◆ **Task A**
Copy the entire blog post about the sister's wedding word for word.

◆ **Page text**
※ ※ ※

Thursday, October 04, 2007


My Sister Got Married

And the statement still surprises me. I mean, this is the girl who swore she would never get married. Ever.

It was a very nice wedding - well, except for the very stressful fact that the person that was hired to "officiate" the wedding never showed up. And that's really bad. It turned out though, that the mother of the little ringbearer was an ordained minister. Everyone was thrilled. Yee-ha. The wedding was saved.

I, uh, was less than thrilled. An ordained minister of what? I asked. No one seemd to care, other than my husband and I. Turns out that she's an ordained minister of a Universalist Unitarian Church which, if you read their stuff, has everything to do with "believe whatever you want to believe and we'll accept you" unless of course you happen to believe in Jesus Christ and call yourself a Christian because being a Christian is, of course, completely intolerant. I suppose it's because of that little detail that Christians believe - you know, the part about there only being one way to be saved, through Jesus Christ. Yeah, people don't tend to like that.

So while everyone is scurrying around getting ready for the wedding we are already late for, well, I was a little hung up on exactly what kind of wedding this was going to be. My sister is not a Christian, so I guess it shouldn't have bothered me so much. It was her wedding, and it was her choice, and since the wedding wasn't going to include God anyway, what difference did it really make?

※ ※ ※

(Data records)
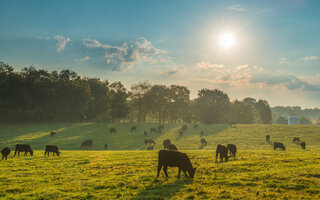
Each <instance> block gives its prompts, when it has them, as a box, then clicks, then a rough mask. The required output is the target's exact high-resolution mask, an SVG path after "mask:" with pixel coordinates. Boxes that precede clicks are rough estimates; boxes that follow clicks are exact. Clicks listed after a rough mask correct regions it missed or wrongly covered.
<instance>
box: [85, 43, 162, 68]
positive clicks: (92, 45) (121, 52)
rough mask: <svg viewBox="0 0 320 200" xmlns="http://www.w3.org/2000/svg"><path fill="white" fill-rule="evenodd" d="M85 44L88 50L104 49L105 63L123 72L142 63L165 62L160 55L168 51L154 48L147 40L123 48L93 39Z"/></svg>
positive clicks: (112, 67) (118, 46)
mask: <svg viewBox="0 0 320 200" xmlns="http://www.w3.org/2000/svg"><path fill="white" fill-rule="evenodd" d="M83 44H84V45H85V46H86V47H87V48H103V49H104V50H105V55H104V58H105V59H106V61H105V62H106V63H107V65H108V66H109V67H110V68H111V69H112V70H123V69H125V68H127V67H128V66H129V65H134V64H138V63H141V62H142V61H144V62H147V63H151V64H154V63H155V62H163V61H165V59H164V58H163V57H161V56H160V55H161V54H163V53H165V52H166V51H164V50H160V49H157V48H155V47H153V45H152V44H151V42H150V41H148V40H146V39H145V38H137V39H136V40H134V41H130V42H124V43H123V44H122V45H121V46H112V45H109V44H102V43H100V42H99V41H97V40H92V39H84V40H83ZM156 55H159V56H158V58H155V57H154V56H156Z"/></svg>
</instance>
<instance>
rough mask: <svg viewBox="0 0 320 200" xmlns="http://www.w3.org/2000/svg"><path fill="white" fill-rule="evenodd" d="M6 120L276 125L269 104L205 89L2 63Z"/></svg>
mask: <svg viewBox="0 0 320 200" xmlns="http://www.w3.org/2000/svg"><path fill="white" fill-rule="evenodd" d="M0 97H1V98H0V112H1V115H0V122H2V123H6V122H41V121H130V122H139V123H144V122H160V123H166V122H172V123H176V122H202V123H208V124H210V123H230V122H237V123H246V124H250V123H263V124H268V123H271V109H270V106H269V104H268V102H267V101H266V100H258V101H257V100H256V99H254V98H250V97H248V98H245V99H243V100H242V101H240V100H235V101H230V99H229V97H228V95H227V94H226V93H225V92H223V91H221V90H219V89H214V90H211V89H206V88H204V89H201V90H199V91H198V97H197V98H195V99H190V90H189V89H188V88H187V87H185V86H180V85H170V86H167V85H153V84H151V83H150V82H148V81H144V82H139V83H136V84H134V85H132V86H131V88H130V90H128V89H126V88H125V87H124V85H123V84H122V83H121V82H113V83H109V82H108V81H106V80H100V79H99V78H89V77H81V76H79V75H78V74H77V73H76V72H74V71H71V70H62V71H60V72H57V71H52V72H48V71H47V70H42V69H40V70H37V69H35V68H34V67H32V66H31V67H26V68H23V69H22V70H21V71H15V70H14V68H13V67H12V66H10V65H8V64H6V63H4V62H0Z"/></svg>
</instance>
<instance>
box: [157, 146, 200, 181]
mask: <svg viewBox="0 0 320 200" xmlns="http://www.w3.org/2000/svg"><path fill="white" fill-rule="evenodd" d="M168 166H169V167H178V168H179V170H178V178H180V173H181V171H183V172H184V174H185V175H186V177H188V175H187V172H188V174H189V176H190V177H191V178H194V174H195V171H196V168H193V167H192V164H191V161H190V159H189V157H188V156H187V154H185V153H181V152H179V151H168V150H160V151H159V157H158V170H157V177H159V174H160V170H161V168H162V167H163V172H164V174H165V175H166V177H168V173H167V169H168Z"/></svg>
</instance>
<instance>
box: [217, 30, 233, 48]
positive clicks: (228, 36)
mask: <svg viewBox="0 0 320 200" xmlns="http://www.w3.org/2000/svg"><path fill="white" fill-rule="evenodd" d="M219 42H220V46H221V47H222V48H225V49H228V48H231V47H232V46H233V45H234V42H235V41H234V36H233V35H232V34H230V33H225V34H222V35H221V36H220V38H219Z"/></svg>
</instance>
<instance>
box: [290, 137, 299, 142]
mask: <svg viewBox="0 0 320 200" xmlns="http://www.w3.org/2000/svg"><path fill="white" fill-rule="evenodd" d="M292 142H300V138H293V140H292Z"/></svg>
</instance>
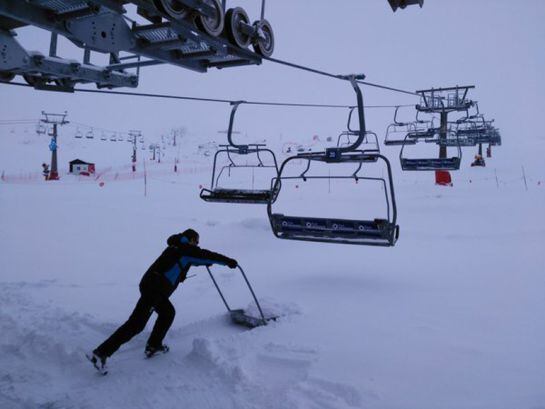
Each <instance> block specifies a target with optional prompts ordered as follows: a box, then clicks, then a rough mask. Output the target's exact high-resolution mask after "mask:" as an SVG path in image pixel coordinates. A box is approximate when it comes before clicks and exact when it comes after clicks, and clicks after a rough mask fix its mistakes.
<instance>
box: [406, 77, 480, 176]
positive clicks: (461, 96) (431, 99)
mask: <svg viewBox="0 0 545 409" xmlns="http://www.w3.org/2000/svg"><path fill="white" fill-rule="evenodd" d="M473 88H475V86H474V85H464V86H458V85H457V86H455V87H449V88H432V89H427V90H420V91H416V92H417V93H418V94H420V104H418V105H416V109H417V111H419V112H425V113H428V114H439V118H440V121H441V123H440V125H439V159H445V158H447V145H448V144H447V137H448V115H449V114H450V113H451V112H460V111H467V110H468V109H469V108H470V107H472V106H473V105H474V102H473V101H472V100H470V99H468V98H467V93H468V91H469V90H470V89H473ZM435 182H436V183H437V184H450V174H449V172H448V171H440V170H438V171H435Z"/></svg>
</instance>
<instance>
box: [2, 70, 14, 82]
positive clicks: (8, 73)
mask: <svg viewBox="0 0 545 409" xmlns="http://www.w3.org/2000/svg"><path fill="white" fill-rule="evenodd" d="M14 78H15V73H14V72H9V71H0V81H1V82H10V81H11V80H12V79H14Z"/></svg>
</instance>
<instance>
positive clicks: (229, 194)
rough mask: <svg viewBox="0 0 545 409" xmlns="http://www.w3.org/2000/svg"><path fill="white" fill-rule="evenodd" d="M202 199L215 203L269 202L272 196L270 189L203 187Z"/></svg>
mask: <svg viewBox="0 0 545 409" xmlns="http://www.w3.org/2000/svg"><path fill="white" fill-rule="evenodd" d="M200 197H201V199H203V200H204V201H207V202H215V203H246V204H252V203H254V204H267V203H268V202H269V200H271V197H272V191H271V190H269V189H255V190H250V189H222V188H216V189H214V190H210V189H202V190H201V194H200Z"/></svg>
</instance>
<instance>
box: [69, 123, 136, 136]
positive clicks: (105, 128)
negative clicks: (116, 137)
mask: <svg viewBox="0 0 545 409" xmlns="http://www.w3.org/2000/svg"><path fill="white" fill-rule="evenodd" d="M72 124H74V125H77V126H81V127H84V128H88V129H96V130H97V131H101V132H108V133H117V134H118V135H126V136H130V133H128V132H123V131H114V130H112V129H106V128H100V127H98V126H92V125H88V124H84V123H81V122H74V121H72Z"/></svg>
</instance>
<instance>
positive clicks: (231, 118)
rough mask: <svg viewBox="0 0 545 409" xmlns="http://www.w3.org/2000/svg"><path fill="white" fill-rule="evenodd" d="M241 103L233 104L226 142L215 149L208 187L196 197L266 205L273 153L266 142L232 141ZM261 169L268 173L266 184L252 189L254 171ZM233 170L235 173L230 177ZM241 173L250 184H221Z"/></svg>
mask: <svg viewBox="0 0 545 409" xmlns="http://www.w3.org/2000/svg"><path fill="white" fill-rule="evenodd" d="M243 103H244V102H242V101H237V102H235V103H233V107H232V109H231V115H230V117H229V128H228V130H227V141H228V142H229V144H228V145H220V147H221V149H219V150H218V151H216V154H215V155H214V162H213V165H212V166H213V168H212V180H211V182H210V188H209V189H207V188H203V189H202V190H201V193H200V197H201V199H203V200H205V201H207V202H216V203H246V204H267V203H268V202H269V201H270V200H271V198H272V196H273V188H274V186H273V187H272V188H271V185H270V183H269V181H270V180H271V179H272V178H274V177H276V176H277V175H278V163H277V161H276V156H275V154H274V152H273V151H272V150H270V149H268V148H267V147H266V144H257V143H256V144H248V145H239V144H236V143H234V142H233V126H234V120H235V114H236V112H237V109H238V107H239V106H240V105H241V104H243ZM218 158H225V159H226V160H227V162H226V164H221V163H220V162H219V161H218ZM240 158H244V159H246V162H244V163H240V162H239V160H240ZM248 158H253V160H254V161H253V162H250V163H249V162H248V161H247V160H248ZM266 158H268V159H266ZM224 163H225V162H224ZM265 170H267V171H266V172H267V173H268V174H269V177H268V179H267V185H265V186H264V187H260V188H256V187H255V186H254V181H253V179H254V175H255V172H256V171H257V172H259V173H262V172H263V171H265ZM235 173H237V175H234V176H232V174H235ZM241 173H245V174H247V175H248V176H251V179H252V186H245V187H237V188H233V187H224V186H225V185H223V183H226V181H228V180H229V179H231V178H234V177H235V176H240V174H241ZM239 183H240V182H239Z"/></svg>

※ ※ ※

◆ **Task B**
Pull out every line of the listing that contains the string "with", treating uppercase and lowercase as different.

◆ **Response box A**
Thursday, October 04, 2007


My Sister Got Married

And the statement still surprises me. I mean, this is the girl who swore she would never get married. Ever.

It was a very nice wedding - well, except for the very stressful fact that the person that was hired to "officiate" the wedding never showed up. And that's really bad. It turned out though, that the mother of the little ringbearer was an ordained minister. Everyone was thrilled. Yee-ha. The wedding was saved.

I, uh, was less than thrilled. An ordained minister of what? I asked. No one seemd to care, other than my husband and I. Turns out that she's an ordained minister of a Universalist Unitarian Church which, if you read their stuff, has everything to do with "believe whatever you want to believe and we'll accept you" unless of course you happen to believe in Jesus Christ and call yourself a Christian because being a Christian is, of course, completely intolerant. I suppose it's because of that little detail that Christians believe - you know, the part about there only being one way to be saved, through Jesus Christ. Yeah, people don't tend to like that.

So while everyone is scurrying around getting ready for the wedding we are already late for, well, I was a little hung up on exactly what kind of wedding this was going to be. My sister is not a Christian, so I guess it shouldn't have bothered me so much. It was her wedding, and it was her choice, and since the wedding wasn't going to include God anyway, what difference did it really make?

◆ **Response box B**
Each <instance> block gives its prompts, when it has them, as a box, then clicks, then a rough mask. The required output is the target's exact high-resolution mask, an SVG path after "mask:" with pixel coordinates. Boxes that precede clicks are rough estimates; boxes that follow clicks are exact. Clicks listed after a rough mask correct regions it missed or wrongly covered.
Each <instance> block specifies a target with optional prompts ordered as follows: a box, then clicks, then a rough mask. Output the target's exact high-resolution mask after "mask:" as an SVG path in image pixel coordinates. A box is approximate when it comes before clicks and exact when it comes after clicks, and clicks after a rough mask fix its mistakes.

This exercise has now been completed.